• WHAT TO DO: Continue the Python anti-slop skill passage from the point where it stops.

Python Anti-Slop Skill for Data Science

When to Use This Skill

Use python-anti-slop when:

  • ✓ Writing new Python code for data analysis or packages
  • ✓ Reviewing AI-generated Python code before committing
  • ✓ Refactoring existing code for production quality
  • ✓ Building data science pipelines
  • ✓ Teaching or enforcing Python code standards
  • ✓ Working with pandas, numpy, sklearn, matplotlib

Do NOT use when:

  • Writing quick exploratory notebooks (though standards still help)
  • Working with legacy code that cannot be changed
  • Following different established style guides (e.g., Google Python Style)

Quick Example

Before (AI Slop):

python
# Import libraries
import pandas as pd

# Load data
data = pd.read_csv("data.csv")

# Process
result = data[data['x'] > 0]

After (Anti-Slop):

python
from pathlib import Path
from typing import Optional

import pandas as pd


def load_customer_data(file_path: str) -> pd.DataFrame:
    """
    Load customer data from CSV file.

    Parameters
    ----------
    file_path : str
        Path to customer CSV file

    Returns
    -------
    pd.DataFrame
        Customer data with columns: id, name, revenue, status
    """
    data_path = Path(file_path)

    if not data_path.exists():
        raise FileNotFoundError(f"Data file not found: {file_path}")

    customer_data = pd.read_csv(data_path)

• RECORDS PROVIDED:
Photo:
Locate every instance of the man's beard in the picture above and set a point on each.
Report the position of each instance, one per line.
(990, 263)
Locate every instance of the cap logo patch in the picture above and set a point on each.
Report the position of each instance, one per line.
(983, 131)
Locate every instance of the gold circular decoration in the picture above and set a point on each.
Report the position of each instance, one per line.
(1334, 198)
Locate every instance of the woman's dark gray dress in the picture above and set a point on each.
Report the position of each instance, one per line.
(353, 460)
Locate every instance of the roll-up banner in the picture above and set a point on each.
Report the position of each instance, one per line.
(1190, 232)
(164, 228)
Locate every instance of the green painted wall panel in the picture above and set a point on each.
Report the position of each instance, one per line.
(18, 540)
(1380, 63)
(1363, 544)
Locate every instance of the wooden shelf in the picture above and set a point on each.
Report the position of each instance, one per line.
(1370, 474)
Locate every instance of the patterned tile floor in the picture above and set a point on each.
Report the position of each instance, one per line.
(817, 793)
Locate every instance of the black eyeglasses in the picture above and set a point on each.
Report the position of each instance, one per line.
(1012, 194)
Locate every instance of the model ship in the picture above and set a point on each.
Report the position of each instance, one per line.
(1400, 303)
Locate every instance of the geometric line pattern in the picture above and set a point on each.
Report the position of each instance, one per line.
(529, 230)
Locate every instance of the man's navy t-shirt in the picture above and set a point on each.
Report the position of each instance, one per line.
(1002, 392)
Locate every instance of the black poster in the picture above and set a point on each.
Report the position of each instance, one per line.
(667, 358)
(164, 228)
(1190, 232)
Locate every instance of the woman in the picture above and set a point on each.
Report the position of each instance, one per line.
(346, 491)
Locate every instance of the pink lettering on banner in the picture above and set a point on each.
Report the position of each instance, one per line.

• RESPONSE:
    return customer_data


def filter_active_customers(
    customer_data: pd.DataFrame,
    min_revenue: float = 0.0
) -> pd.DataFrame:
    """Filter customers by active status and minimum revenue."""
    active_customers = (
        customer_data
        .query("status == 'active' & revenue > @min_revenue")
        .copy()
    )

    return active_customers

What changed:

  • ✓ Descriptive names (customer_data not data)
  • ✓ Type hints for all function signatures
  • ✓ Comprehensive docstrings (NumPy style)
  • ✓ Import organization (stdlib, third-party, local)
  • ✓ Input validation with specific errors
  • ✓ pandas method chaining with .copy()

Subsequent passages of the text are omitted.